= WORK ITEM =
Pull every line containing the word "tall" from the records.

Collected data
....

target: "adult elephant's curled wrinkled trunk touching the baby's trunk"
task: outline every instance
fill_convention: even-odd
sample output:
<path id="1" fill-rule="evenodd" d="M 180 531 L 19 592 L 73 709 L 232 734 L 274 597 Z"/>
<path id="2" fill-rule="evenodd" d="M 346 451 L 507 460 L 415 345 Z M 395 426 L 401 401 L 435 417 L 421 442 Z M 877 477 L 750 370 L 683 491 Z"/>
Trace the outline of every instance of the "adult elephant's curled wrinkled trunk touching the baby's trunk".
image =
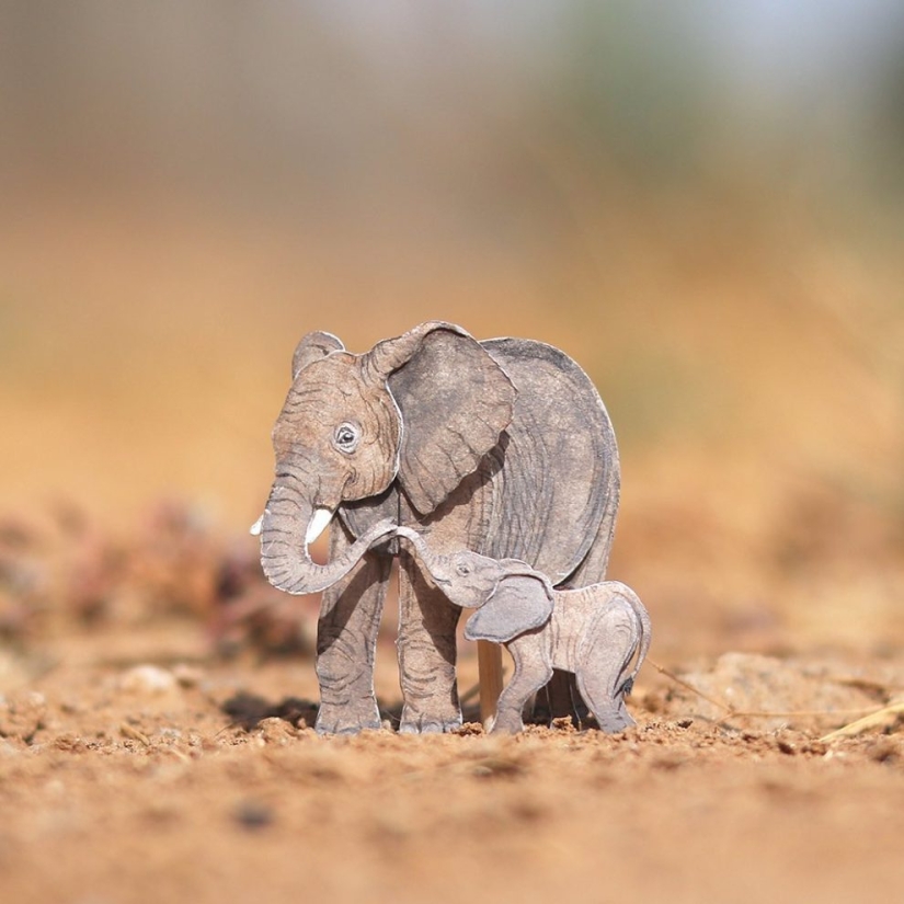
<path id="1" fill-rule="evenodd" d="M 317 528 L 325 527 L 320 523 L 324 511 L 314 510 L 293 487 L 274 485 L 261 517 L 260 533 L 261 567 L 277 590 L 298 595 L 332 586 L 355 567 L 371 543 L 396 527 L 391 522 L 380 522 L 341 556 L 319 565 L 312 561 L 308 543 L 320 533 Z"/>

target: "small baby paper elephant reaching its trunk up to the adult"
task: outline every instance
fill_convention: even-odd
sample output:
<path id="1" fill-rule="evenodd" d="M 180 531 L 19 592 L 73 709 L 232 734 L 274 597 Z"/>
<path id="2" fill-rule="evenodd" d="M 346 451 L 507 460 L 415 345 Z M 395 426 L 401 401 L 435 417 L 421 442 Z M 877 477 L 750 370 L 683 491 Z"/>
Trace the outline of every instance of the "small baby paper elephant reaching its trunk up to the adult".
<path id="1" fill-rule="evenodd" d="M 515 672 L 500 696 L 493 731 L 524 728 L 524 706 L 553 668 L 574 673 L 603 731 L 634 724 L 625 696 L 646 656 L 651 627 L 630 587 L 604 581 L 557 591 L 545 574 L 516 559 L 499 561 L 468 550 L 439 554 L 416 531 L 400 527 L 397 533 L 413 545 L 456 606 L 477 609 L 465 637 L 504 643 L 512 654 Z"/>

....

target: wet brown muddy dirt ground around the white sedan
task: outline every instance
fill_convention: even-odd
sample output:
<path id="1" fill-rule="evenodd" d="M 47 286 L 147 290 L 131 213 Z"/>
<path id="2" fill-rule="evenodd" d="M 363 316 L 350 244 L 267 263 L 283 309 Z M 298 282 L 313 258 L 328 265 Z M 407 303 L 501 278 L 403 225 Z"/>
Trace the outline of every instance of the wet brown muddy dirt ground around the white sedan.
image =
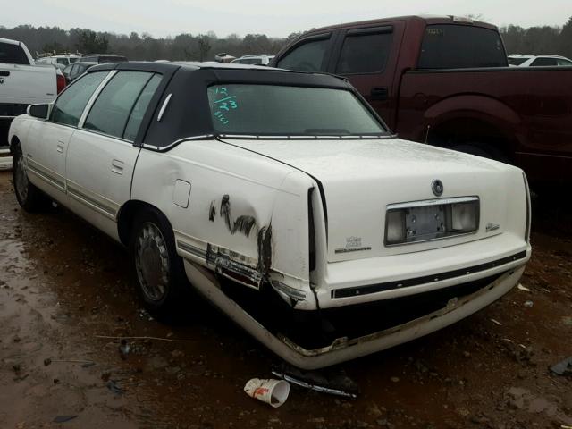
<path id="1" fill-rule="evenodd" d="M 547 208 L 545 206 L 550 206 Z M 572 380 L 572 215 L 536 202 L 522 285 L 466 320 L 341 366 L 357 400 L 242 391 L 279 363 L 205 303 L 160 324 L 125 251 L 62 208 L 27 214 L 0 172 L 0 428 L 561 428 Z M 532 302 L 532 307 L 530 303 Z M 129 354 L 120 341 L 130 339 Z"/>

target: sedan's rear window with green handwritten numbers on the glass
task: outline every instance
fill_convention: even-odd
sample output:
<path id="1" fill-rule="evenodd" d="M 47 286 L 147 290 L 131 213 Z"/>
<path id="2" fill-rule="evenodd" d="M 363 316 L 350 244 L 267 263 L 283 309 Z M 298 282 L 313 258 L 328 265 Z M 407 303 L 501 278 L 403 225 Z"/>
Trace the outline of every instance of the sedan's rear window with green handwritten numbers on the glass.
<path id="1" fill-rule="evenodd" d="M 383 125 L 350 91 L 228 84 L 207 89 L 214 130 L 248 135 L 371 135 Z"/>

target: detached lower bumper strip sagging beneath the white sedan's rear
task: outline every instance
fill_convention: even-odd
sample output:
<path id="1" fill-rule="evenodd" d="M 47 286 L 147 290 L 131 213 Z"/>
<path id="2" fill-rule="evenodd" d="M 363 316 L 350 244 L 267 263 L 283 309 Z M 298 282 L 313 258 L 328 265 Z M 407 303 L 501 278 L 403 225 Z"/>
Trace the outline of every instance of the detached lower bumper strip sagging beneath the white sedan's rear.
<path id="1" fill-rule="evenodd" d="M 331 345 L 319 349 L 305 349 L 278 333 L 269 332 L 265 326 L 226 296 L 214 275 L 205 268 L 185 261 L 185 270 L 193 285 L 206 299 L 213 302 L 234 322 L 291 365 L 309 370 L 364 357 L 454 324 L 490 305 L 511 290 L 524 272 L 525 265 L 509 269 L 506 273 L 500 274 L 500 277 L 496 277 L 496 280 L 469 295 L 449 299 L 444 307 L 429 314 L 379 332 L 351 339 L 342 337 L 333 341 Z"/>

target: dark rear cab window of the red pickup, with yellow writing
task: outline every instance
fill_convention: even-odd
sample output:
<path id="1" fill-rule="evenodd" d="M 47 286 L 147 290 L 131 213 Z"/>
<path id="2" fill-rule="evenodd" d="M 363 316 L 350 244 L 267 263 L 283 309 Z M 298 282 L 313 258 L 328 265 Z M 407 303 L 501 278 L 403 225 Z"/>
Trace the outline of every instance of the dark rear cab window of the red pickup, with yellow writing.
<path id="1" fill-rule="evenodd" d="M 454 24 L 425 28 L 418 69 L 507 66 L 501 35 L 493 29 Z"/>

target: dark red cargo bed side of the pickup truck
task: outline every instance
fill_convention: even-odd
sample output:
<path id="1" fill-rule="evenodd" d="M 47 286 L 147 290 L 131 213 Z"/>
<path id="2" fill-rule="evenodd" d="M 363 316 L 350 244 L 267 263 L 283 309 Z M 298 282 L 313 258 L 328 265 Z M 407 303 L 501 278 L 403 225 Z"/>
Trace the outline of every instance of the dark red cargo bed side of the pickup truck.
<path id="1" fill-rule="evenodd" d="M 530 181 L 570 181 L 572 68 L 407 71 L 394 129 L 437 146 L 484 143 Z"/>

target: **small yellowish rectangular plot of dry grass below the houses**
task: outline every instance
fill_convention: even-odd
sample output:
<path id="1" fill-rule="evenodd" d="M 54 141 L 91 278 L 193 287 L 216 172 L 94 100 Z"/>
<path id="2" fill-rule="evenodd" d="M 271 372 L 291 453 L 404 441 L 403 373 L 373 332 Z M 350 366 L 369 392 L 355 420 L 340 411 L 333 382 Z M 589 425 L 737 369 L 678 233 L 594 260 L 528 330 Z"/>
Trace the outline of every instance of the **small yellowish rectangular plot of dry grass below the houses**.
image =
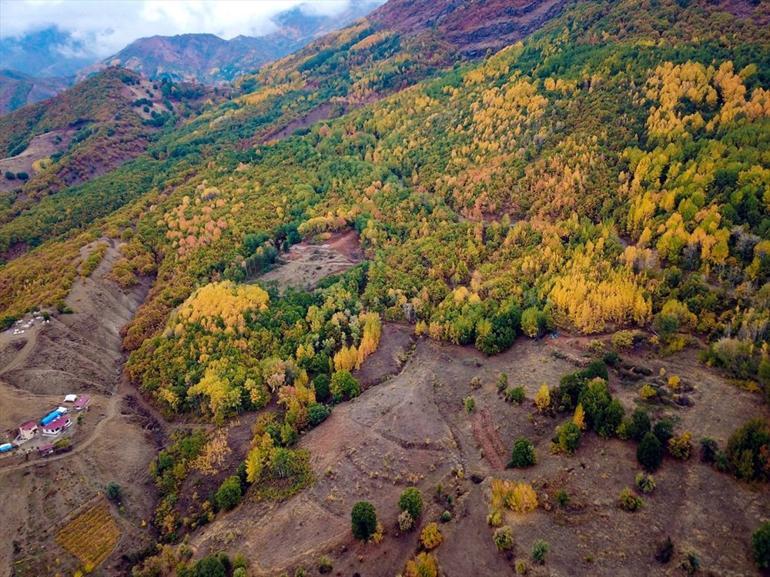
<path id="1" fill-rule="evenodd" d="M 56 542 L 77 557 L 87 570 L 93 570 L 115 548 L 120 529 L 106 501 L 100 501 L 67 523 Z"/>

....

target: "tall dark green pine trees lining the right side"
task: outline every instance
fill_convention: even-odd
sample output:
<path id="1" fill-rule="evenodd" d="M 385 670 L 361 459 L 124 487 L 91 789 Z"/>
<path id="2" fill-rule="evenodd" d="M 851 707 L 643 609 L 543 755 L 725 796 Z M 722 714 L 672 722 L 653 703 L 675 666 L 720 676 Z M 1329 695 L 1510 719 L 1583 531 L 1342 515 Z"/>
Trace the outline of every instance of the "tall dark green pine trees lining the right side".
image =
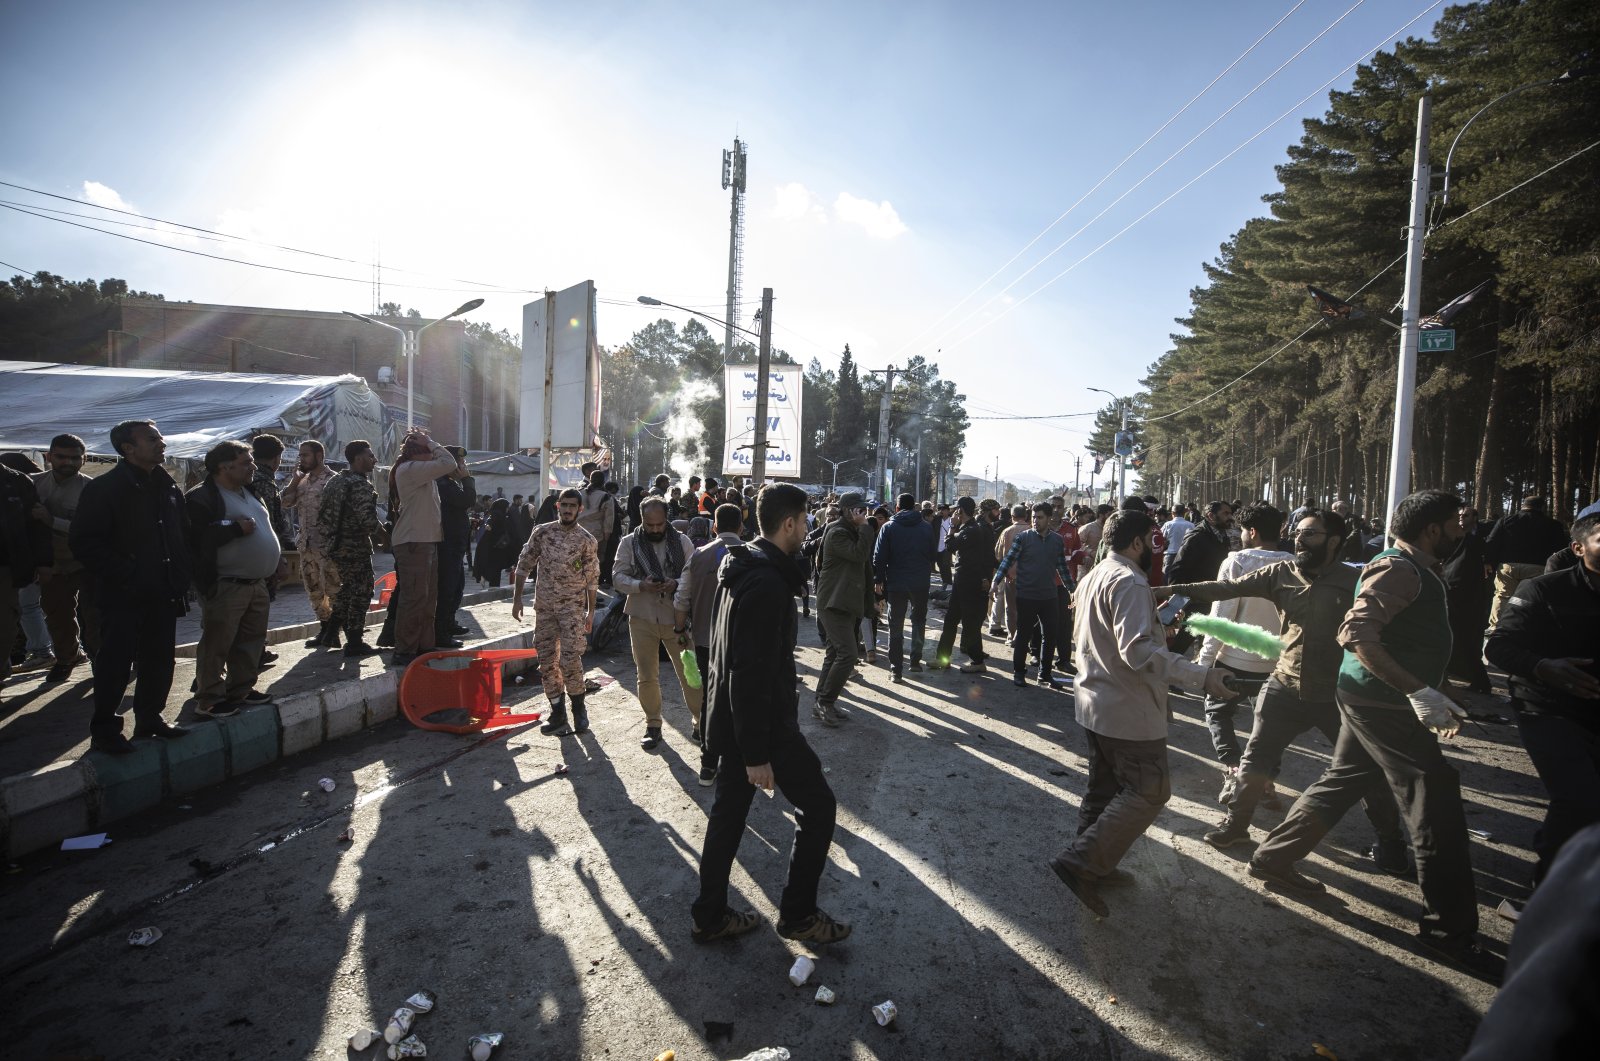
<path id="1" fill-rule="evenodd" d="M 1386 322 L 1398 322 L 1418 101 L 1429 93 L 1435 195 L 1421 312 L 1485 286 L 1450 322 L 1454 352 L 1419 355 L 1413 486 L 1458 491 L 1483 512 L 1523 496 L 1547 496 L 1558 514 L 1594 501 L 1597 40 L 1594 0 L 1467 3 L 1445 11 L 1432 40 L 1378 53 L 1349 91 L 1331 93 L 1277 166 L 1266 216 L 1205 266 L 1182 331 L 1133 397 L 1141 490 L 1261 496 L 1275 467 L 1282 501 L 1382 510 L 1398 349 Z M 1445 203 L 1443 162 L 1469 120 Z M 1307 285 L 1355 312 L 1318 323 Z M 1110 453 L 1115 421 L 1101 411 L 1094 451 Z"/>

....

= RESULT OF THE TASK =
target: "tall dark green pine trees lining the right side"
Trace the outline of every instance of the "tall dark green pine trees lining the right side".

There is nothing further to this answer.